### TASK REQUIREMENTS:
Starting at the beginning of the records and ending at the line that contains "x=334, y=137", write those lines out again with "Target" changed to "Label" and nothing else altered. Omit the pictures from your answer.
— START OF SOURCE DATA —
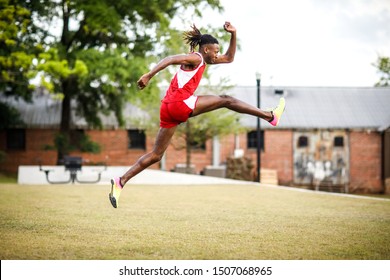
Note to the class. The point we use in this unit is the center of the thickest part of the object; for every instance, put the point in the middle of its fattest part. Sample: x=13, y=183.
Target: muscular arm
x=185, y=59
x=231, y=51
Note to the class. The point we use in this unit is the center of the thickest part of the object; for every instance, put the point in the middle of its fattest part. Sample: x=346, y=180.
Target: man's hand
x=228, y=27
x=143, y=81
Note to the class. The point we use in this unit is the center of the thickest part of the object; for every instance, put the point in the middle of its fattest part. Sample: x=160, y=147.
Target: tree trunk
x=188, y=148
x=63, y=143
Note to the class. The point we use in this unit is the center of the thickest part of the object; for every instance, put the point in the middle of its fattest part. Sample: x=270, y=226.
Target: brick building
x=334, y=137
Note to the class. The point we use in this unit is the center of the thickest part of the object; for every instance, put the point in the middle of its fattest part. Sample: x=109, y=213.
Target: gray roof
x=306, y=108
x=322, y=107
x=45, y=112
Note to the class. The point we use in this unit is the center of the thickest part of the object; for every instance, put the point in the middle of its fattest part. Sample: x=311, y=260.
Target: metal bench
x=73, y=165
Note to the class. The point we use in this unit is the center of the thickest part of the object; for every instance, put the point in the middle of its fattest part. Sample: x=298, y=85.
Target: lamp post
x=258, y=150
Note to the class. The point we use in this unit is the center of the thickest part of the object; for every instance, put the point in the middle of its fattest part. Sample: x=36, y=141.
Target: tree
x=383, y=66
x=92, y=52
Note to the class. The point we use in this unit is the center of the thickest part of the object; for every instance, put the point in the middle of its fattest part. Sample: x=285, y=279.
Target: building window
x=137, y=139
x=16, y=139
x=303, y=141
x=252, y=139
x=199, y=145
x=338, y=141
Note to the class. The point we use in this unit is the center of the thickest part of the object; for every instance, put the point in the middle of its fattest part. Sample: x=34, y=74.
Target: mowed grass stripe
x=189, y=222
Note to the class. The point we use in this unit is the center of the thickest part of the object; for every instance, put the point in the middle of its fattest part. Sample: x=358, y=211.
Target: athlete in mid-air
x=180, y=103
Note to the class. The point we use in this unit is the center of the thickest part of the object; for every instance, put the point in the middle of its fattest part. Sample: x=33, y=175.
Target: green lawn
x=189, y=222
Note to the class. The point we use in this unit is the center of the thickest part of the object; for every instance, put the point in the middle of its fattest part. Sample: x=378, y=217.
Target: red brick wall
x=365, y=154
x=278, y=154
x=35, y=153
x=365, y=162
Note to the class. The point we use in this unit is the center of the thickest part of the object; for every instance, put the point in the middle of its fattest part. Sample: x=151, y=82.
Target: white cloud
x=305, y=42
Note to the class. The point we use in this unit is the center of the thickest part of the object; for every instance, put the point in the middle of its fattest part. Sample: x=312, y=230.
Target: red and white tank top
x=184, y=83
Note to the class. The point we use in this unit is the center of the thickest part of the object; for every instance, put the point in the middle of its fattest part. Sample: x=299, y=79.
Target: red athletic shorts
x=173, y=113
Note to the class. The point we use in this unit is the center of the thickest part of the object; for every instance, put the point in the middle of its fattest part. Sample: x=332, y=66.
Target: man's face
x=211, y=53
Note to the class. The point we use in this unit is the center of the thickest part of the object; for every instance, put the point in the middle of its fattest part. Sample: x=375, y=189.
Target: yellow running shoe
x=278, y=111
x=116, y=189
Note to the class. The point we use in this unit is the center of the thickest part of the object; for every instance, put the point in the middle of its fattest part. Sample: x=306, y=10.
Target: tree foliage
x=89, y=52
x=383, y=66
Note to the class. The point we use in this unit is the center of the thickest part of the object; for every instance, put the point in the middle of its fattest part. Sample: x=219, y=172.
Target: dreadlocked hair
x=195, y=38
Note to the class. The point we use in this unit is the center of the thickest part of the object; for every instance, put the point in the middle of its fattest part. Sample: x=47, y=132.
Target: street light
x=258, y=150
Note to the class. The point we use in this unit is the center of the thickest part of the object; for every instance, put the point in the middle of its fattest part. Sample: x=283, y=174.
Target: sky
x=304, y=42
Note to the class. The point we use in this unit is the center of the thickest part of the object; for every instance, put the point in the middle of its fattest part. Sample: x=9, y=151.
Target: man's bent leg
x=163, y=139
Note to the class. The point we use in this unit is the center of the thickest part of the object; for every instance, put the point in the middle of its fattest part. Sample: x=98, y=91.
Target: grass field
x=189, y=222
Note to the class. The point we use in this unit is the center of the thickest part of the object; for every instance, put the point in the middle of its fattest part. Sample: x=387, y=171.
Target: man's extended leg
x=207, y=103
x=163, y=139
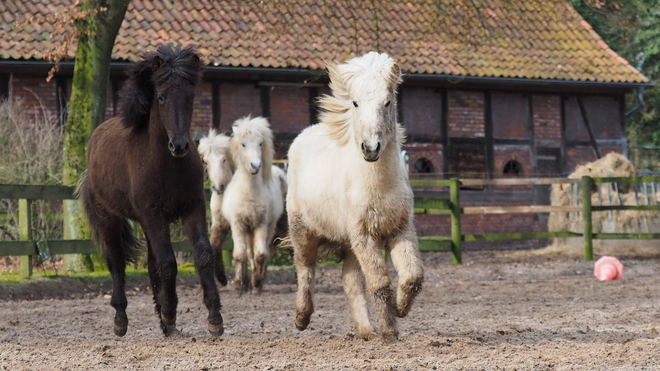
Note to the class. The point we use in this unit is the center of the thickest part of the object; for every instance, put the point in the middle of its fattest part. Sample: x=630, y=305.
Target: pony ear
x=137, y=94
x=333, y=72
x=395, y=77
x=156, y=63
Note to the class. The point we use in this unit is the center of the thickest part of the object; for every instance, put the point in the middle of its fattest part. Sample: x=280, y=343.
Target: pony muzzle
x=371, y=152
x=255, y=166
x=179, y=148
x=219, y=189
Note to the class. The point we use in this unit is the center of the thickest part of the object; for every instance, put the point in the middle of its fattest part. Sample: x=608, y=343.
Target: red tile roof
x=487, y=38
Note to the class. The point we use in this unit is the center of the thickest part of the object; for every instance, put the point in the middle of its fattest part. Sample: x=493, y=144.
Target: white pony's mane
x=336, y=108
x=254, y=127
x=214, y=143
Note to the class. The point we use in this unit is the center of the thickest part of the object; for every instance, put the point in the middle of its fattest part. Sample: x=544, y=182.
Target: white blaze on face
x=371, y=103
x=251, y=148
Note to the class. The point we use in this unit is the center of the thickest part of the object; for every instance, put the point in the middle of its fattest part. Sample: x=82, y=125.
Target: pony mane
x=250, y=127
x=335, y=108
x=214, y=142
x=156, y=68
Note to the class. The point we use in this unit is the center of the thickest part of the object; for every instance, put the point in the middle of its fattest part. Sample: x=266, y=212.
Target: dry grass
x=32, y=154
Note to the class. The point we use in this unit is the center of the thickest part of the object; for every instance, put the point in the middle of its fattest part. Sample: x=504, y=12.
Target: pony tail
x=267, y=154
x=137, y=95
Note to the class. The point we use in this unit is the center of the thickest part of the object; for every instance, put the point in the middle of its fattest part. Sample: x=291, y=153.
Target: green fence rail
x=586, y=184
x=27, y=246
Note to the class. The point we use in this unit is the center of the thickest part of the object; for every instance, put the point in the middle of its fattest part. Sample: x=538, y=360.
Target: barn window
x=423, y=166
x=513, y=168
x=4, y=86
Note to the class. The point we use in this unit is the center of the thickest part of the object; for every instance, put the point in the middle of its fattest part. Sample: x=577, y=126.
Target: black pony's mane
x=156, y=68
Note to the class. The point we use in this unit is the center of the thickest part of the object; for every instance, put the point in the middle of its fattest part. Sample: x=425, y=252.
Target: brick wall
x=547, y=116
x=440, y=225
x=203, y=108
x=505, y=153
x=238, y=100
x=577, y=156
x=289, y=109
x=510, y=115
x=422, y=110
x=429, y=151
x=465, y=113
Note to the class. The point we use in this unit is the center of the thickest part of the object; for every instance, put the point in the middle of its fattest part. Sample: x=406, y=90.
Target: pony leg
x=219, y=233
x=162, y=273
x=109, y=234
x=305, y=251
x=194, y=227
x=406, y=258
x=367, y=251
x=353, y=280
x=240, y=258
x=261, y=244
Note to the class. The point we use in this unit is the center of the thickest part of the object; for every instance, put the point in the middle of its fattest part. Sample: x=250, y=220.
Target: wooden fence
x=27, y=246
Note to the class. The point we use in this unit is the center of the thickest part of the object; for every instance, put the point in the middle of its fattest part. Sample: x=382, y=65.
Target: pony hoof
x=121, y=324
x=169, y=330
x=120, y=331
x=390, y=337
x=301, y=324
x=216, y=330
x=222, y=278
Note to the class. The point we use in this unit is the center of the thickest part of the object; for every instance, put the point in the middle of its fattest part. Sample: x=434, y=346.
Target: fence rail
x=27, y=246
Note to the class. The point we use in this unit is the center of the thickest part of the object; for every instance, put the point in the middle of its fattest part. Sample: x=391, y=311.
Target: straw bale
x=612, y=165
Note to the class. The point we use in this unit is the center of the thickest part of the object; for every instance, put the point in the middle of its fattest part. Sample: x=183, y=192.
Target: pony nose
x=219, y=189
x=255, y=166
x=179, y=148
x=370, y=152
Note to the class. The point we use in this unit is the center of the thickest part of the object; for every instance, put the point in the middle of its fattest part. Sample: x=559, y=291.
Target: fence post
x=25, y=234
x=455, y=220
x=586, y=218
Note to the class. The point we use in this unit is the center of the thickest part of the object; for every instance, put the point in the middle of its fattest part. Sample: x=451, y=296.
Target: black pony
x=143, y=167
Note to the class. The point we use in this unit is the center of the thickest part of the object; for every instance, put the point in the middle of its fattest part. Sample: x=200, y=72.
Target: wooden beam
x=520, y=209
x=592, y=137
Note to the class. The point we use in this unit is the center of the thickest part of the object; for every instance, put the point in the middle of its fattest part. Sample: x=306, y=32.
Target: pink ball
x=608, y=268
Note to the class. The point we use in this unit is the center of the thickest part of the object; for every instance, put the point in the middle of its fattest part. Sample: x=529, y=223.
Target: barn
x=492, y=88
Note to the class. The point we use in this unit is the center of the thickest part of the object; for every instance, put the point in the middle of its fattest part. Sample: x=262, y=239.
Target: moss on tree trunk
x=89, y=92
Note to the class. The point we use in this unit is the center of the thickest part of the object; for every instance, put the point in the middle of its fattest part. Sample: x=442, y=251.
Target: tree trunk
x=89, y=92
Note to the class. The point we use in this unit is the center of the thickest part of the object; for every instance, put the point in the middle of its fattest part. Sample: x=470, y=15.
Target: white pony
x=347, y=187
x=215, y=151
x=254, y=200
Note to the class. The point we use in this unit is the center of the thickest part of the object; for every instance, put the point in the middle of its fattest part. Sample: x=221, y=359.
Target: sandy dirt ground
x=522, y=310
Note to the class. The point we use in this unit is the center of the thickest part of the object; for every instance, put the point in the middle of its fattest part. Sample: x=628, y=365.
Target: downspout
x=632, y=111
x=640, y=102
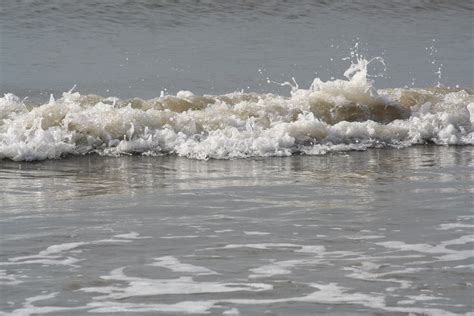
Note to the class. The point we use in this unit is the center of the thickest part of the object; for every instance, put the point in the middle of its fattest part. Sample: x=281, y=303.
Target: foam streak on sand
x=337, y=115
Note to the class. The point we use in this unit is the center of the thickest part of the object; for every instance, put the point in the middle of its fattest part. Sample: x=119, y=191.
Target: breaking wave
x=338, y=115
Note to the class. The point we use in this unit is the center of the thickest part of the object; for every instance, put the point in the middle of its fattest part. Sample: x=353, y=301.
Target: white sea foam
x=442, y=249
x=337, y=115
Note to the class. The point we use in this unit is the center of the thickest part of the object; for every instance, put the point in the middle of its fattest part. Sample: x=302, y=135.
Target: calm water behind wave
x=138, y=48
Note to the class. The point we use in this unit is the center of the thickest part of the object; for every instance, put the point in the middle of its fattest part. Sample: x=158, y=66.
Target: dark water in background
x=380, y=231
x=138, y=48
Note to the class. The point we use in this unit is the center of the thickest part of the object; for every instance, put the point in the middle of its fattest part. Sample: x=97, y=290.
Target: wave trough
x=338, y=115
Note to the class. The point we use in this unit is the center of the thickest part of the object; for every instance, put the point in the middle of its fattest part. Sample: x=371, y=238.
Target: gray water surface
x=366, y=232
x=140, y=48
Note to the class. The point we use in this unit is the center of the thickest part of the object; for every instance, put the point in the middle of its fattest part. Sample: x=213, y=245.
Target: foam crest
x=337, y=115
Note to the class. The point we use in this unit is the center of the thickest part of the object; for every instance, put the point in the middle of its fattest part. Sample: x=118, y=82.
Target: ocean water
x=236, y=158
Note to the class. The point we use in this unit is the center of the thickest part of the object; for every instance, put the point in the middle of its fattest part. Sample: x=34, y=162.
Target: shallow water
x=129, y=194
x=365, y=232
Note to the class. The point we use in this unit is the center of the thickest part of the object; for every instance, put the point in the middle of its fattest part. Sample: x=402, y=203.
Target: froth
x=337, y=115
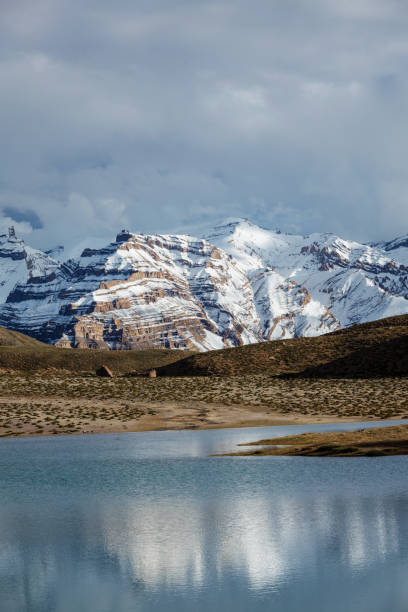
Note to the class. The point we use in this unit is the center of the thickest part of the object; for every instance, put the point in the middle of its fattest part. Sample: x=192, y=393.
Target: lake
x=150, y=522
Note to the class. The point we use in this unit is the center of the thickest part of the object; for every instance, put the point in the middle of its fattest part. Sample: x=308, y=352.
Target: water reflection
x=310, y=535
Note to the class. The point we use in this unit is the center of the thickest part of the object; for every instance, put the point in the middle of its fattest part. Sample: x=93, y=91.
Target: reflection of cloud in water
x=116, y=554
x=265, y=542
x=162, y=544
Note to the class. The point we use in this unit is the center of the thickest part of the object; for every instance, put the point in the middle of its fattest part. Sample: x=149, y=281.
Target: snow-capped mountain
x=235, y=284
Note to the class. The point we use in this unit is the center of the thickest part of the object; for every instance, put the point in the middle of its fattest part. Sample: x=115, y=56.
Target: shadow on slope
x=301, y=355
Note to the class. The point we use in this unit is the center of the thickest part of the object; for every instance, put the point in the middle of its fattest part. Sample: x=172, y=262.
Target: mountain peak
x=124, y=235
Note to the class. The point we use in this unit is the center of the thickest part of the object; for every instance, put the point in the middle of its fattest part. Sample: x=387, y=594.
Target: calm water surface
x=149, y=522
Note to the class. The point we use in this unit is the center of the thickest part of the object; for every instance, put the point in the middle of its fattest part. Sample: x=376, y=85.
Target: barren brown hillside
x=370, y=349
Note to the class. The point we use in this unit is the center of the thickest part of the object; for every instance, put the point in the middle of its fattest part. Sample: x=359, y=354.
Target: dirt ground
x=362, y=443
x=44, y=404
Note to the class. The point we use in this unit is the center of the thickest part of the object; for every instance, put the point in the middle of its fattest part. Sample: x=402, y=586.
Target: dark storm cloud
x=155, y=114
x=29, y=216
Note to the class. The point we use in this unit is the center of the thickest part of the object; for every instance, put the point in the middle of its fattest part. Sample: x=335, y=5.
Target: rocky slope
x=236, y=284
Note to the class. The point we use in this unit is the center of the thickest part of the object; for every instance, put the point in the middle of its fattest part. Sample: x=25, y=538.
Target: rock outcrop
x=236, y=284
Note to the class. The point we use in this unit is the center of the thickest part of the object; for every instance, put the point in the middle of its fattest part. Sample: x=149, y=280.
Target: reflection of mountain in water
x=214, y=549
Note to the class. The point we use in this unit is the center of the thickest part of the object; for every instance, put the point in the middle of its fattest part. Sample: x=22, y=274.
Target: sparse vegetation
x=72, y=404
x=362, y=443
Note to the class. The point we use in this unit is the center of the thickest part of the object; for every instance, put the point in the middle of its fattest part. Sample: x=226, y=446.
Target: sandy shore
x=55, y=405
x=384, y=441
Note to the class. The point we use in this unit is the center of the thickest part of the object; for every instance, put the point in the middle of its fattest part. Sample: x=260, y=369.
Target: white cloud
x=155, y=115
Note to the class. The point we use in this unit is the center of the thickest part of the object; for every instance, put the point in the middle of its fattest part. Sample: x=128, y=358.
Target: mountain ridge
x=234, y=284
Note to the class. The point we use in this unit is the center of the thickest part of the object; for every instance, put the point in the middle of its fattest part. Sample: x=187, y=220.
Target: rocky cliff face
x=237, y=284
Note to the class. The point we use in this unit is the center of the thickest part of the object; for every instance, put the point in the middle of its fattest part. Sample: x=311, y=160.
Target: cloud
x=156, y=115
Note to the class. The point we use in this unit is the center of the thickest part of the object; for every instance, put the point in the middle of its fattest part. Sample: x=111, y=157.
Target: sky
x=153, y=115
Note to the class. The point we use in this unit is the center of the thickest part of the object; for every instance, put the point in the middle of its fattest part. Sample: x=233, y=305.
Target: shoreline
x=158, y=424
x=390, y=440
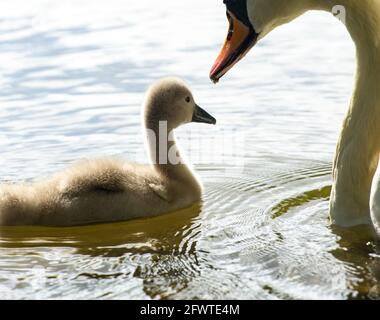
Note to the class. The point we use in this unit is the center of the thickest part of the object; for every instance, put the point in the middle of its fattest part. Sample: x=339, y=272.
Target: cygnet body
x=100, y=191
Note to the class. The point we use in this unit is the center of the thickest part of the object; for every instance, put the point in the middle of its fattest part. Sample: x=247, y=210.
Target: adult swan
x=355, y=196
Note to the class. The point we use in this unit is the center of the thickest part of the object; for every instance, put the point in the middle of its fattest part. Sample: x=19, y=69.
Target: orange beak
x=240, y=40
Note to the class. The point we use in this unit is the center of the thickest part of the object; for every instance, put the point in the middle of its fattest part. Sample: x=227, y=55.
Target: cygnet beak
x=202, y=116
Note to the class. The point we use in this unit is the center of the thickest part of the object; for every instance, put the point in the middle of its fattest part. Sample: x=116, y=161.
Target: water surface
x=72, y=79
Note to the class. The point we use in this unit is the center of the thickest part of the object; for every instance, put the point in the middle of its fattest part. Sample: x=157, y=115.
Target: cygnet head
x=171, y=100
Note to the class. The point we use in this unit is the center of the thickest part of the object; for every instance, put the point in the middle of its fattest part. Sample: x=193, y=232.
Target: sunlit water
x=72, y=79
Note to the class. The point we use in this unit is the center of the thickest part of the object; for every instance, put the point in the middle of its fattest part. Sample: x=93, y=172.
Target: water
x=72, y=78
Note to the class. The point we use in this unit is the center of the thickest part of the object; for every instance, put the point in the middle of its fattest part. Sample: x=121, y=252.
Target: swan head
x=250, y=21
x=171, y=100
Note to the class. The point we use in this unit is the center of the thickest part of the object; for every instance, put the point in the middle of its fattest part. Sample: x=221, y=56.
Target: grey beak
x=202, y=116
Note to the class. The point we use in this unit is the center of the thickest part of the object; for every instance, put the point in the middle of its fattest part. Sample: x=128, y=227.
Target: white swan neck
x=359, y=144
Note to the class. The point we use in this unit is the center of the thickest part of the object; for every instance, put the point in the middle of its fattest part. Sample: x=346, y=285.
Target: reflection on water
x=72, y=78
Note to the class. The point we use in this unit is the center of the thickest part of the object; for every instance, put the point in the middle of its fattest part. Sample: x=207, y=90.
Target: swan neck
x=358, y=148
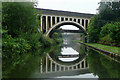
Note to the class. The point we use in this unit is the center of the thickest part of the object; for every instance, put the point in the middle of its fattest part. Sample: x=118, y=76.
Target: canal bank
x=107, y=50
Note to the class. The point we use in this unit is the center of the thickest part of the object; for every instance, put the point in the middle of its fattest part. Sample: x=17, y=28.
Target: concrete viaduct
x=53, y=19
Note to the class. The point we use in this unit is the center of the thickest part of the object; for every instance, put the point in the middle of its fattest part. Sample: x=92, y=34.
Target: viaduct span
x=53, y=19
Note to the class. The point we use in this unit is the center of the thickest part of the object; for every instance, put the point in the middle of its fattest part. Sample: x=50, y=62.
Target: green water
x=28, y=65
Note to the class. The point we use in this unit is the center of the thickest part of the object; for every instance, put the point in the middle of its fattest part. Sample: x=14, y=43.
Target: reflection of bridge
x=68, y=31
x=67, y=56
x=52, y=66
x=53, y=19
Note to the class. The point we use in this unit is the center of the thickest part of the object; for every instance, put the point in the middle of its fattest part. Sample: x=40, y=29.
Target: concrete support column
x=51, y=66
x=77, y=20
x=85, y=23
x=51, y=21
x=46, y=65
x=81, y=21
x=55, y=67
x=88, y=21
x=46, y=23
x=59, y=68
x=72, y=67
x=41, y=66
x=73, y=19
x=68, y=68
x=76, y=66
x=84, y=64
x=60, y=19
x=68, y=19
x=41, y=22
x=64, y=68
x=80, y=65
x=64, y=19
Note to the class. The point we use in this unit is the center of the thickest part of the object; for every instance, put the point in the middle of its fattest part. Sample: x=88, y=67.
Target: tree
x=113, y=30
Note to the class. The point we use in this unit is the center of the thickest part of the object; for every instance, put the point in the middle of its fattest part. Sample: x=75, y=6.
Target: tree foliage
x=101, y=28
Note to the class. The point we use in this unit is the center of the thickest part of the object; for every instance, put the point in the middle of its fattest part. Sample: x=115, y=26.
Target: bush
x=111, y=32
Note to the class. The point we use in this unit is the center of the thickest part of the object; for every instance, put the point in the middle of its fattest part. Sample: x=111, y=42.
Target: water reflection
x=73, y=60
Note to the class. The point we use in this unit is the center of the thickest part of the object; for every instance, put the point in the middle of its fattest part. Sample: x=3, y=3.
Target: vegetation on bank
x=104, y=28
x=112, y=49
x=105, y=47
x=20, y=35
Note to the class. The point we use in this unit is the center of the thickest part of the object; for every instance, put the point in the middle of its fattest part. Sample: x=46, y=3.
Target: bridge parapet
x=52, y=66
x=49, y=18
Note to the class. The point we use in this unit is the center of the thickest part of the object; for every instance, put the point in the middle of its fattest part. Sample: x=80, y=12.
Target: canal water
x=71, y=60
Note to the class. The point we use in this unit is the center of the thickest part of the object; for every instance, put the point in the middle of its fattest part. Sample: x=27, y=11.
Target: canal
x=71, y=60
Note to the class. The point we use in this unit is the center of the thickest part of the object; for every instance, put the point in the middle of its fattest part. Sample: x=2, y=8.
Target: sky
x=82, y=6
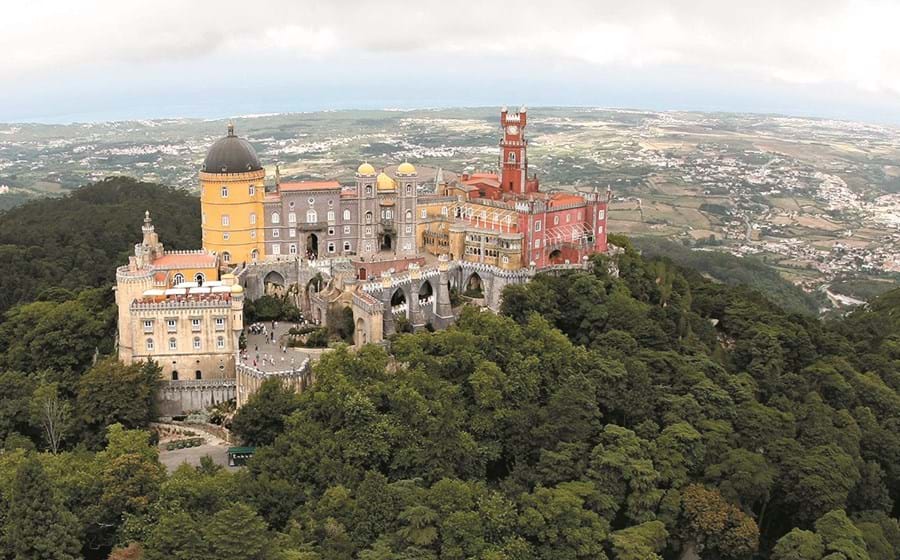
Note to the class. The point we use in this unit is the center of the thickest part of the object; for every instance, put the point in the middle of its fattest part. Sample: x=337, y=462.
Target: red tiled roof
x=203, y=260
x=309, y=186
x=561, y=199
— END OF SOURCE DATA —
### FINISHED EXERCISE:
Note to the class. The point we use in this unit is the center of the thickest part of the object; for every instance, put the point in the middle of its fattest part. Sample: x=13, y=183.
Label: muscular arm
x=185, y=59
x=231, y=51
Note to the class. The point we use in this unit is the center of the thickest part of the object; for every instance, put the point in the middle of its fattest part. Sample: x=346, y=180.
Label: man's hand
x=228, y=27
x=143, y=81
Note to the class. The point we use in this unit is the center of the thickest part of the object; for every instance, put the point in the middle of its fattest part. Sample: x=160, y=147.
Label: tree trunk
x=188, y=148
x=63, y=143
Note to the class. The point we use in this unit is the center of the thickest part of the object; for every instance, put the point in the middle of its fattest part. Sample: x=270, y=226.
Label: brick building
x=334, y=137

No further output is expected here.